»»

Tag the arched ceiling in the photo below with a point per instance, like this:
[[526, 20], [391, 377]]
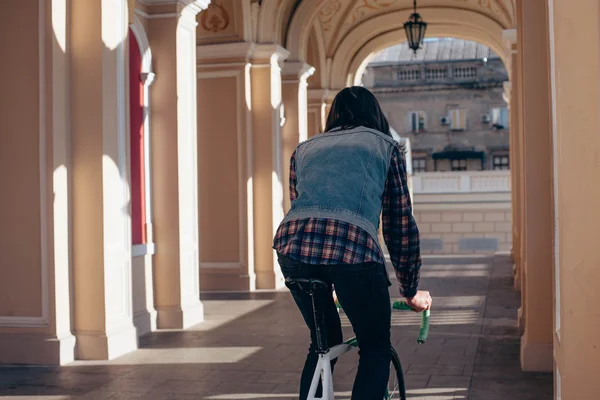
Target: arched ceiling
[[339, 17], [347, 29]]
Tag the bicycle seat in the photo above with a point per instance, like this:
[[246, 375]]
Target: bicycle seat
[[307, 285]]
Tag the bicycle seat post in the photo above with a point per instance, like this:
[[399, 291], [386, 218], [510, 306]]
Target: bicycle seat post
[[320, 327], [316, 289]]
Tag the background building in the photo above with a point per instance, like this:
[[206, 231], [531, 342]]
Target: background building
[[448, 99], [143, 144]]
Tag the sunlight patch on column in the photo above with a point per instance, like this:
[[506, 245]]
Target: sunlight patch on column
[[424, 394]]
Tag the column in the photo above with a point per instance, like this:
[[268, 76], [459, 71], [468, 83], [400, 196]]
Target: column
[[172, 35], [520, 138], [511, 95], [103, 318], [35, 312], [574, 39], [536, 342], [315, 112], [295, 126], [319, 104], [266, 100], [225, 158]]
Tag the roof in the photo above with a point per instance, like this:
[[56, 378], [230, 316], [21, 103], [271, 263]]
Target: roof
[[445, 49]]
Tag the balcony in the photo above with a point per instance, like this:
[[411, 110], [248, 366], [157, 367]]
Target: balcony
[[461, 182]]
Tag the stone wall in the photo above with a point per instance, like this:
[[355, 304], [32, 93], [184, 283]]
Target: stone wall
[[464, 231], [463, 213]]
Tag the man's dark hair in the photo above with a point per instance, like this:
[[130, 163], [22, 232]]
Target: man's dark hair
[[356, 106]]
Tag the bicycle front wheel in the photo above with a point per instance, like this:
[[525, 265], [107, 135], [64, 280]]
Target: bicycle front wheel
[[396, 389]]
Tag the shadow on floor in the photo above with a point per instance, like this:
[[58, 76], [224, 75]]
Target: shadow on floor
[[252, 346]]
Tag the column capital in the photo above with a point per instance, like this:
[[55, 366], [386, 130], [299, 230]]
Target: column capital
[[509, 36], [507, 92], [173, 8], [322, 95], [296, 71], [270, 52]]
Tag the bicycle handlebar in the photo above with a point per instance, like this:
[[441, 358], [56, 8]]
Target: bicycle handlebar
[[424, 331], [401, 305]]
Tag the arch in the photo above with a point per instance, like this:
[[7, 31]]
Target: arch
[[322, 56], [386, 30], [267, 22], [307, 11], [273, 19], [297, 37], [144, 44]]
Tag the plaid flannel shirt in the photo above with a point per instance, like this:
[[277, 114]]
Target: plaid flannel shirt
[[330, 242]]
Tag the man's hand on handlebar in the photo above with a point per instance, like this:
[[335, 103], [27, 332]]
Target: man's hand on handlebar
[[420, 302]]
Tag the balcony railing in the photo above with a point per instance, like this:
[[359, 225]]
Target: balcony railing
[[461, 182]]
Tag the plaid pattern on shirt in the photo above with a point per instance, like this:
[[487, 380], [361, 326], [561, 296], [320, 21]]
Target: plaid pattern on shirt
[[330, 242]]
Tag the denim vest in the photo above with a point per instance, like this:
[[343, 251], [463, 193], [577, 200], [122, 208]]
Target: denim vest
[[341, 174]]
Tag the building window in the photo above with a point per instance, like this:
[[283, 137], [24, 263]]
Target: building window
[[458, 119], [436, 73], [409, 75], [464, 72], [417, 121], [501, 162], [419, 165], [500, 118], [459, 165]]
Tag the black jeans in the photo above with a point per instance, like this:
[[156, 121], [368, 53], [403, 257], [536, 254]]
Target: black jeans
[[362, 291]]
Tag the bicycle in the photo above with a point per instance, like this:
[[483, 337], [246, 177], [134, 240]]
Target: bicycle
[[323, 373]]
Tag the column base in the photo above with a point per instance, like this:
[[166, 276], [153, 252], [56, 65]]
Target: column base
[[26, 348], [536, 357], [521, 321], [145, 322], [269, 280], [517, 277], [105, 345], [226, 281], [180, 317], [503, 257]]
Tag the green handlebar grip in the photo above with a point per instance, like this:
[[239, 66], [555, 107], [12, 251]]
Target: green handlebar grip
[[424, 331]]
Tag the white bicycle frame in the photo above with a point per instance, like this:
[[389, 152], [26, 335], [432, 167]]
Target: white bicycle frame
[[323, 370]]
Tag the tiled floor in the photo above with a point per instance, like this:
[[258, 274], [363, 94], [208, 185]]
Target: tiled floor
[[252, 346]]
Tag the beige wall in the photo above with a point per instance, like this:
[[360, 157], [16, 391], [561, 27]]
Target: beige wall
[[445, 226], [576, 37], [20, 224], [218, 172]]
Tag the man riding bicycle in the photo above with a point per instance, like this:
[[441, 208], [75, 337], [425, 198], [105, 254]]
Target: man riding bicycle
[[341, 181]]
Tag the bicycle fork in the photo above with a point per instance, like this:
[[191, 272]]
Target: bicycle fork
[[322, 371]]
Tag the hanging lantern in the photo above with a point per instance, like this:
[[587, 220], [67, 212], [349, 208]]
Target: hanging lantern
[[415, 29]]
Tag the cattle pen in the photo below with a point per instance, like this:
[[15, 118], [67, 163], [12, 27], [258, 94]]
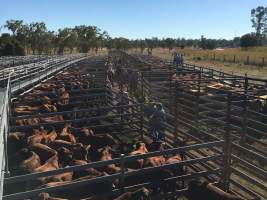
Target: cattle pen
[[215, 120]]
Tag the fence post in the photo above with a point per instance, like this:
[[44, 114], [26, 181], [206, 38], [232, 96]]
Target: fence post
[[142, 106], [197, 103], [175, 108], [227, 146], [244, 121], [122, 172]]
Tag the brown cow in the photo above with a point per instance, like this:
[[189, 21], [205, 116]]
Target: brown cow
[[43, 151], [96, 141], [29, 160], [29, 121], [137, 164], [15, 142], [85, 172], [56, 118], [50, 164], [106, 155], [66, 134]]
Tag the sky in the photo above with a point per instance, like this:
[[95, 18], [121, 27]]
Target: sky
[[137, 19]]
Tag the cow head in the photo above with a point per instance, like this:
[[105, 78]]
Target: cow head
[[80, 151], [142, 147]]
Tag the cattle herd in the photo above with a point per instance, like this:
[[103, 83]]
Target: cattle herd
[[45, 137]]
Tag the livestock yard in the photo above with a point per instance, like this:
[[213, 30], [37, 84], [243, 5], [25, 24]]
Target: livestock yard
[[70, 130]]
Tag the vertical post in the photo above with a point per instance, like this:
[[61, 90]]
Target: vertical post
[[247, 59], [175, 108], [244, 121], [142, 106], [122, 178], [227, 146], [197, 103], [6, 127]]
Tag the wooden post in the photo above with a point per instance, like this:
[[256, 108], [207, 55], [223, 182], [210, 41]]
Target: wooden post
[[175, 108], [244, 121], [142, 106], [227, 146], [122, 172], [197, 103]]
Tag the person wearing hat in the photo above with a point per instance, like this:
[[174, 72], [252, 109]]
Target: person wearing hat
[[156, 122]]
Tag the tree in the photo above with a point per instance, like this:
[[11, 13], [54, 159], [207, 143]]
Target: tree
[[258, 19], [13, 25], [67, 38], [37, 36], [248, 40], [207, 43]]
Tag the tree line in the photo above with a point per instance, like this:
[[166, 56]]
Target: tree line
[[35, 38]]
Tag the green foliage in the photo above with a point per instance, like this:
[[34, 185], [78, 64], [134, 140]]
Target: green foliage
[[259, 19], [207, 43], [248, 40]]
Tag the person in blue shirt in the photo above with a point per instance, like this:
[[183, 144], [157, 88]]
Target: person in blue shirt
[[156, 122], [181, 59]]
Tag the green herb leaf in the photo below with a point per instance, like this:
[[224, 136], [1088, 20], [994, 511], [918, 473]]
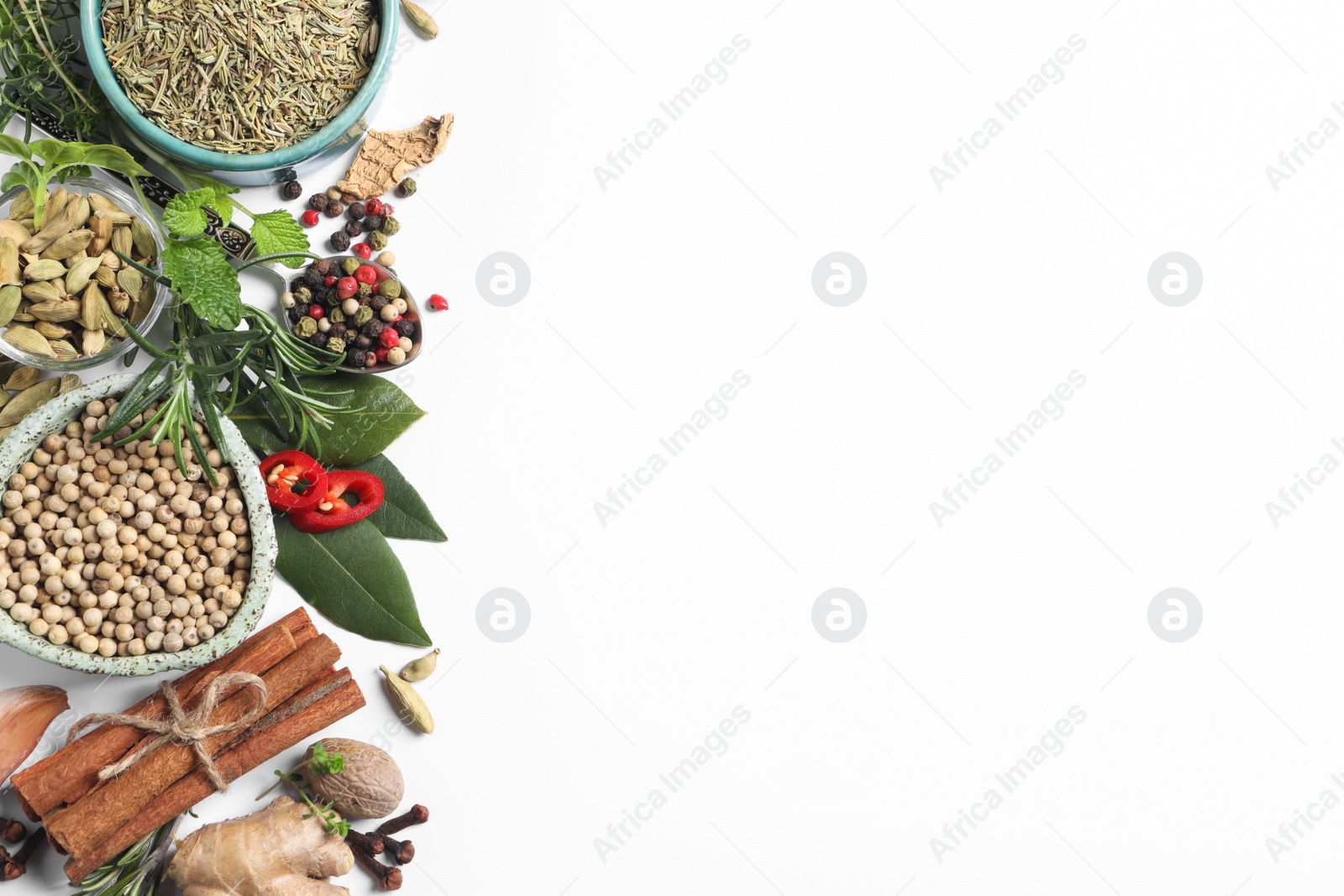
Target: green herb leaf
[[403, 513], [15, 147], [183, 215], [383, 414], [277, 231], [112, 159], [202, 277], [354, 579]]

««

*TASK TO COMPLETE*.
Print only what lies in the material above starting at the line with "Target: background building" and ending at the line with "[[335, 103], [27, 332]]", every line exactly as given.

*EXPECTED OUTPUT*.
Target: background building
[[448, 99], [143, 144]]
Tag the sunlight patch on column in the photo above with a point per instance, like this:
[[506, 245]]
Target: sunlight patch on column
[[424, 394]]
Tag the column in the photo above with a point per instance, like this:
[[268, 76], [459, 71], [468, 83], [400, 196]]
Target: column
[[172, 35], [520, 138], [511, 95], [103, 318], [35, 312], [574, 39], [536, 342], [315, 112], [295, 126], [319, 104], [266, 100], [225, 158]]
Tag the roof in the photo above with a point per instance, like this:
[[56, 378], [230, 316], [21, 103], [271, 263]]
Target: roof
[[445, 49]]
Tag the balcony in the photo above with a point per instance, like this:
[[411, 110], [248, 366], [157, 367]]
Target: balcony
[[461, 182]]
Tag the stone wall in the photo above with a point per instance, like this:
[[355, 304], [32, 93], [184, 283]]
Target: stone wall
[[464, 231], [463, 213]]
Tag the man's dark hair in the photo above with a point per instance, like this:
[[130, 163], [22, 232]]
Target: man's dark hair
[[356, 106]]
Tag the bicycle front wheel in the photo above with a point per instance, like this:
[[525, 265], [107, 135], [64, 280]]
Target: bicycle front wheel
[[396, 389]]
Tag the shadow on floor in the photo above with a point per instance, like this:
[[58, 76], [224, 75]]
Target: shadow on floor
[[252, 346]]
Tag the column capital in the photo above with a point per instance, like this:
[[55, 366], [386, 130], [299, 230]]
Target: column capital
[[509, 36], [507, 92], [173, 8], [322, 95], [296, 71], [270, 52]]
Tag the bicycle handlebar in the photo above with a point per instance, like this:
[[441, 358], [56, 8]]
Target: bicycle handlebar
[[424, 331], [401, 305]]
Tag the arch in the photo above with a point per instance, like this:
[[7, 31]]
Target: arch
[[322, 56], [386, 30], [267, 22], [307, 11], [273, 19], [297, 37], [144, 44]]
Tag the plaid flannel shirt in the photo above with a point per instance, like this:
[[277, 114]]
Target: plaid flannel shirt
[[330, 242]]
Tag the man's hand on handlebar in the photo above with a point per instance, like this:
[[335, 103], [27, 332]]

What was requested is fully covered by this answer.